→ **LISTE DES TÂCHES**:
1 > Dressez, s'il vous plaît, la liste complète des complications post-infectieuses non suppuratives de S. pyogenes citées dans le texte sur les streptocoques.
2 > D'après le texte sur les streptocoques, quelle proportion de la population est porteuse saine du streptocoque de l'angine ?

Les streptocoques sont des coques Gram+ en chaînettes, habituellement isolées de la peau et des muqueuses de l’homme et des animaux. Leur pouvoir pathogène est très polymorphe selon les espèces.

Streptocoques en chaînettes

Ces bactéries aéro-anaérobies fermentent les sucres et sont classées grâce à la structure antigénique du polyoside A (Lancefield) en streptocoques groupables ( A, B, D…) et ingroupables Les principales espèces rencontrées chez l’homme sont : Streptococcus pyogenes, Streptococcus pneumoniae, Streptococcus agalactiae, Streptococcus mitis …, et deux espèces d’un genre proche, Enterococcus faecalis, Enteroccocus faecium…

Streptococcus pyogenes

S. pyogenes (ou streptocoque β-hémolytique du groupe A) est une bactérie invasive et toxinogène, à réplication extracellulaire. Cette bactérie strictement humaine forme des coques cci Gram + en chaînettes, constitués d’un polyoside de paroi appartenant au groupe A de la classification de Lancefield. Cette bactérie est transmissible par aérosols et par l'environnement (lait, aliments, eau). Elle induit des infections fréquentes et graves, répandues dans des infections dans le monde, et très polymorphes, suppuratives (phase où le germe est facilement des produits pathologiques) et post-infectieuses ou non-suppuratives (rhumatisme articulaire aiguë ou RAA, glomérulonéphrites ou GNA, chorée de Sydenham). En dépit de plus de 50 ans d’antibiothérapie, Cette bactérie reste très sensible aux antibiotiques (pénicilline G ).

Infections à S. pyogenes et épidémiologie

Infections cutanéo-muqueuses suppuratives

(1) L'angine streptococcique : c’est une angine erythémato-pultacée souvent avec fièvre, survenant à partir de 3 ans, le plus souvent transmission par contact direct interhumain (parfois indirect par nourriture, eau de boisson, lait). Il existe de nombreuses formes asymptomatiques et une forte proportion de porteurs sains dans la population (10 à 20%). Cette angine peut être à l’origine d’une complication éruptive : la scarlatine avec un exanthème caractéristique.

(2) L'impétigo est une infection cutanée pustuleuse très fréquente chez les enfants de 2 à 5 ans, après transmission directe le plus souvent, rarement par l'environnement . Ces lésions sont favorisées par le manque d'hygiène et par les conditions climatiques (zones subtropicales).

(3) D’autres infections plus rares sont rencontrées. L'érysipèle est une complication rare et sévère chez des sujets fragilisés (diabète…). On peut aussi voir des broncho-pneumonies, fièvres puerpérales (cf Semmelweis) et des cellulites et fasciites nécrosantes (complications postopératoires redoutables). Ces infections peuvent parfois se compliquer de septicémies.

Complications post-infectieuses non-suppuratives

Le RAA, la GNA et la chorée de Sydenham (danse de Saint-Guy) sont des complications sans prolifération bactérienne, souvent assez sévères et entraînant des séquelles cardiaques et rénales (sauf la chorée qui est de bon pronostic), survenant au décours d’une infection suppurative.

→ **ENTRÉES DE DONNÉES**:
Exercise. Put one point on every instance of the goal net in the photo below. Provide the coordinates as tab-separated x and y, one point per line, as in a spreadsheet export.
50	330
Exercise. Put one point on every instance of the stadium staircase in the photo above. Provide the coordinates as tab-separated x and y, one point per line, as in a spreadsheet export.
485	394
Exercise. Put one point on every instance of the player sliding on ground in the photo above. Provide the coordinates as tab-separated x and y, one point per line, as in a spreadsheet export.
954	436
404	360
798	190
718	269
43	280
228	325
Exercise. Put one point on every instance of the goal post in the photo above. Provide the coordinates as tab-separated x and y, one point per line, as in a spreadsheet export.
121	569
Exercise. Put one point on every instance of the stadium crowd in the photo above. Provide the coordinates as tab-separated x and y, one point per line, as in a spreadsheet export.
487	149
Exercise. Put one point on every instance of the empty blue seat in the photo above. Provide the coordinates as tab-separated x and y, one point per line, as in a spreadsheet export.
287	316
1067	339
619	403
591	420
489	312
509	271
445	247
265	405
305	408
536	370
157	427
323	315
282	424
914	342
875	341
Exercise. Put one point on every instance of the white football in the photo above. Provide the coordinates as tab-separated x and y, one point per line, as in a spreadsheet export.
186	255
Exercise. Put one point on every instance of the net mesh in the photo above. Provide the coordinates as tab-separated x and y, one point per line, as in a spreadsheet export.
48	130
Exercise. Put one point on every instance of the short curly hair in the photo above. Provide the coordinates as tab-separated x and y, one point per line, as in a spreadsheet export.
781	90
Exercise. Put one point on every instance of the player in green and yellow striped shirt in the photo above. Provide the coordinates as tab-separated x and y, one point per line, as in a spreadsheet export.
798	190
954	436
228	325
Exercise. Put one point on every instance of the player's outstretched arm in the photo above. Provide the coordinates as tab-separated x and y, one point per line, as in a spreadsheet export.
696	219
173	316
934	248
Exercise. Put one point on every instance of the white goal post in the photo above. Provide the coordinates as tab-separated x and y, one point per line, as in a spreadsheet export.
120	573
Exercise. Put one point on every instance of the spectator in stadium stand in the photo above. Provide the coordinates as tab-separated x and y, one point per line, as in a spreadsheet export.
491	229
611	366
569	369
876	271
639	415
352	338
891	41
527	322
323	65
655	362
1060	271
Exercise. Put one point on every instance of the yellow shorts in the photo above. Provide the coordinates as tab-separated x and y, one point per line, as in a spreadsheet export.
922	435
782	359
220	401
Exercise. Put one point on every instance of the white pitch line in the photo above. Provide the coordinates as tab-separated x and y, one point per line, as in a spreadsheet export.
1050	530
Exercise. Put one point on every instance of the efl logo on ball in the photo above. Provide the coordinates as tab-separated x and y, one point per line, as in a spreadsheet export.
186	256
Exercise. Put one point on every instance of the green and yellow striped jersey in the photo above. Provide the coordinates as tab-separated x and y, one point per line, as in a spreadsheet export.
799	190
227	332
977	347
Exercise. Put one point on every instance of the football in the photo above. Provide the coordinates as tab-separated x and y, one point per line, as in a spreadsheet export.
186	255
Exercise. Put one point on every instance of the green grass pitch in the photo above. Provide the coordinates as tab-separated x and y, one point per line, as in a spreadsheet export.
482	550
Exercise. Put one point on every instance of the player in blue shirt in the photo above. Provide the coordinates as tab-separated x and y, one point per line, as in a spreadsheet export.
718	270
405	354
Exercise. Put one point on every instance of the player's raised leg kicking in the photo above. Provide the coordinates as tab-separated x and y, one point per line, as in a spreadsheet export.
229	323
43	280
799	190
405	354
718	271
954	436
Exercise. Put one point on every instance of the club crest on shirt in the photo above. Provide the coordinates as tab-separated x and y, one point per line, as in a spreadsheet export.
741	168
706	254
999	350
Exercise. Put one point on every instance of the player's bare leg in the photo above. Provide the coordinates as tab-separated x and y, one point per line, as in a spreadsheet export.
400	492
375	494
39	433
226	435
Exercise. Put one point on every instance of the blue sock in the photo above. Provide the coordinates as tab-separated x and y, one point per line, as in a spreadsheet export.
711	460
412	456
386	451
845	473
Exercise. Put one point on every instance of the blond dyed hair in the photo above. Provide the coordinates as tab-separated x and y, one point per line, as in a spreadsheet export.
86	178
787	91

==

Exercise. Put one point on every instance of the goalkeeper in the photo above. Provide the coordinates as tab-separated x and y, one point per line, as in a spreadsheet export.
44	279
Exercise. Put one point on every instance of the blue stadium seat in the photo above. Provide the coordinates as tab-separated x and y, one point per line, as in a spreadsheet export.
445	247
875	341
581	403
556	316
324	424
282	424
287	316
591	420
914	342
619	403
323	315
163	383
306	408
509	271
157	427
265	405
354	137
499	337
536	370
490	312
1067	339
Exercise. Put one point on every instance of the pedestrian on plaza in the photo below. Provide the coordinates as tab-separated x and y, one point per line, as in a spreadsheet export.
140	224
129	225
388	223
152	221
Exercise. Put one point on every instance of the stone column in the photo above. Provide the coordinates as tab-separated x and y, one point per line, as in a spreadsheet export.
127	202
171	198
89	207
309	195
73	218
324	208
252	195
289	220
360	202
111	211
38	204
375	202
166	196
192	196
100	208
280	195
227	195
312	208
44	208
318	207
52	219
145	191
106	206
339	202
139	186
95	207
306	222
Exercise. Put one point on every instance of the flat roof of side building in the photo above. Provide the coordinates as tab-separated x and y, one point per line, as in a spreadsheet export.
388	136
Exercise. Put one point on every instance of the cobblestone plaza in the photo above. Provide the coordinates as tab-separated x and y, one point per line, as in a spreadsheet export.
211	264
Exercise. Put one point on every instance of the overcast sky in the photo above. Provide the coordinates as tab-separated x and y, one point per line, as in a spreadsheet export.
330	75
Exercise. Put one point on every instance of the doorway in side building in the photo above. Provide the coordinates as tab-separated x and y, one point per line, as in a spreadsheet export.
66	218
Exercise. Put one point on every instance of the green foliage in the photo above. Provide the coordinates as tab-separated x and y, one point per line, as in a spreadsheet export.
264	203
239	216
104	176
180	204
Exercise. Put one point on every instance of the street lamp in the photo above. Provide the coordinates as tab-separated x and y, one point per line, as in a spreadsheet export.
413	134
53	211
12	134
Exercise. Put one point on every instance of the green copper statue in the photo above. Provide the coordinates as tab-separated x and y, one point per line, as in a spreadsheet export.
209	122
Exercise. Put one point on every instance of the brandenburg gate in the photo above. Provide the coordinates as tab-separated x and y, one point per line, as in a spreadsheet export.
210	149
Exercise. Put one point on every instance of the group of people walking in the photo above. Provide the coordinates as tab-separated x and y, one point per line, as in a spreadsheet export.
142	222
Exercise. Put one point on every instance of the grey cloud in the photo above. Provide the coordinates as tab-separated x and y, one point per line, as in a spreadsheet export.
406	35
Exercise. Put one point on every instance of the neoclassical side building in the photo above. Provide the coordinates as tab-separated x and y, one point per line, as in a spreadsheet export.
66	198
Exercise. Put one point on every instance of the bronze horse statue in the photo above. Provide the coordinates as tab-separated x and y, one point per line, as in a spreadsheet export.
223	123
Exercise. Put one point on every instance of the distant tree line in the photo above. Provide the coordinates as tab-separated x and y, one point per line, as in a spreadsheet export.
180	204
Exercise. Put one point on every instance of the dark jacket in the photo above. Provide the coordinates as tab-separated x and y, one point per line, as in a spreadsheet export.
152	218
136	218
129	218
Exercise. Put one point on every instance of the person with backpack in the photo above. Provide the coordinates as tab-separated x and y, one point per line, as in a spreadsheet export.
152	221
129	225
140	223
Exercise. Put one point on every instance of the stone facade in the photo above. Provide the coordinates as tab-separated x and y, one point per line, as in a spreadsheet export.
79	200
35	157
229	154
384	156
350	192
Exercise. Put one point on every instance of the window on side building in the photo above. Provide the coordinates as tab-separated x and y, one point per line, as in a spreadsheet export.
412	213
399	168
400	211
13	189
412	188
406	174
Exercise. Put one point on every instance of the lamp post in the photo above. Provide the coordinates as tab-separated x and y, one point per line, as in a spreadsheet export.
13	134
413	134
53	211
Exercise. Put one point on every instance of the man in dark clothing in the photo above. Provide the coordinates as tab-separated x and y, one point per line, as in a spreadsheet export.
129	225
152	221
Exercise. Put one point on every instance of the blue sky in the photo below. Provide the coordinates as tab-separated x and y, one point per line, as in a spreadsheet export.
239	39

...

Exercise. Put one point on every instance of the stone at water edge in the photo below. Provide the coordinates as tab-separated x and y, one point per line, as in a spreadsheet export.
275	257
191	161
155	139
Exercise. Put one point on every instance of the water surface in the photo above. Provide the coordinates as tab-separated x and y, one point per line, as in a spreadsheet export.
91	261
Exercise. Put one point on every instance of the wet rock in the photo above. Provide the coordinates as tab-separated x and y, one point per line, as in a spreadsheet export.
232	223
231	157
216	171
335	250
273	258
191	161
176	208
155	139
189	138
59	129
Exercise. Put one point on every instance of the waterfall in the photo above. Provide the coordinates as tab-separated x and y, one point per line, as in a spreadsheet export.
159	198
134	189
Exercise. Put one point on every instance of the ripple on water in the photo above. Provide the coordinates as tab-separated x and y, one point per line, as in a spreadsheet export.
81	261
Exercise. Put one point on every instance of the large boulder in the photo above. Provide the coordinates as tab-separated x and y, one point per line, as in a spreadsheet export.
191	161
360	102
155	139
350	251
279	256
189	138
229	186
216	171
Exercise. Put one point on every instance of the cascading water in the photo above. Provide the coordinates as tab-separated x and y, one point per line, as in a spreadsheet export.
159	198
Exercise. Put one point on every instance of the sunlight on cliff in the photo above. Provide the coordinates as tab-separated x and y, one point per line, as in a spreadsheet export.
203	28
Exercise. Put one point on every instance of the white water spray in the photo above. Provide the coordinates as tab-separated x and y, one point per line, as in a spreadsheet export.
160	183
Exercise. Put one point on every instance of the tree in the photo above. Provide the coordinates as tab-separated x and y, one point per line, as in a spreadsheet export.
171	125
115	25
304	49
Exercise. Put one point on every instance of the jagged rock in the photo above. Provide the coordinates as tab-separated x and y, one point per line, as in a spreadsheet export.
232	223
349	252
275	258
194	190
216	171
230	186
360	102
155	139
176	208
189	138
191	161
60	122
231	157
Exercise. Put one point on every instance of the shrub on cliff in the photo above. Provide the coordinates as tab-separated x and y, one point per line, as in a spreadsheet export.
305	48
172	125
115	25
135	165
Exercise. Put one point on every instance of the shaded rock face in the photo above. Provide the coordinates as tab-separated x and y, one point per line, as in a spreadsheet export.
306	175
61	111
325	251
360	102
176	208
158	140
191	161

→ **RÉPONSES ATTENDUES**:
1 >
- rhumatisme articulaire aiguë (RAA)
- glomérulonéphrites (GNA)
- chorée de Sydenham (danse de Saint-Guy)

2 > De 10 à 20 % de la population.